EXERCISE DETAILS:
Return only those lines of the records below in which "apiece" appears.

TASK DATA:
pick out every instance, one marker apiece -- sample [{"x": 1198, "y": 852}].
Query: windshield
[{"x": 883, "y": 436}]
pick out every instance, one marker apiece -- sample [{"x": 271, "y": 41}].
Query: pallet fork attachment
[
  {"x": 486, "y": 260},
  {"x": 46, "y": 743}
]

---

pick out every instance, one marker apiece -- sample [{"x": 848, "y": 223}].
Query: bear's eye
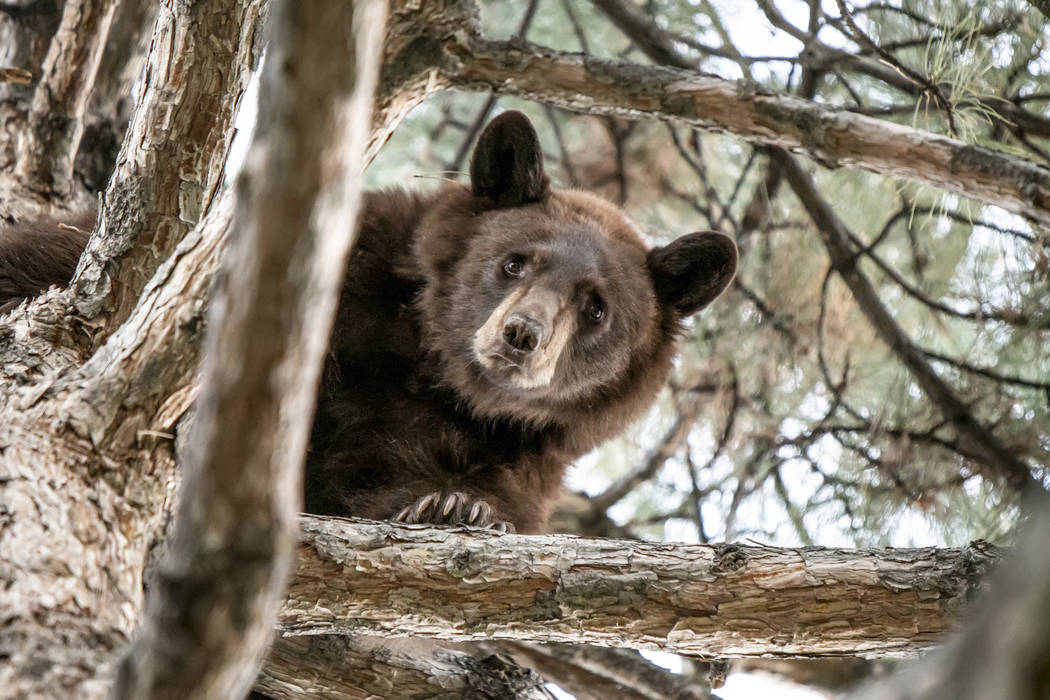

ANSWER BELOW:
pick out every instance, one marker apiece -- sample [{"x": 1198, "y": 852}].
pick out every instance, one marker apiece -- sample [{"x": 271, "y": 41}].
pick out every instance, one marker apiece -- sample [{"x": 848, "y": 223}].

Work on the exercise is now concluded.